• [Exercise instructions]
All of the data should be copied exactly, with the pictures left out.

• [Data for the task]
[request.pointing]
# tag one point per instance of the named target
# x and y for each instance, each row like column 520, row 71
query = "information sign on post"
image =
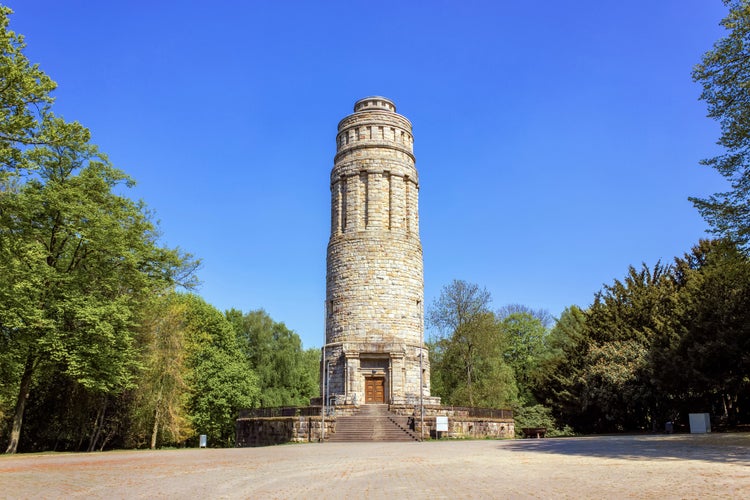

• [Output of the exercise]
[request.pointing]
# tag one point per instance of the named target
# x and y for each instance, each row like column 520, row 71
query = "information sign on post"
image =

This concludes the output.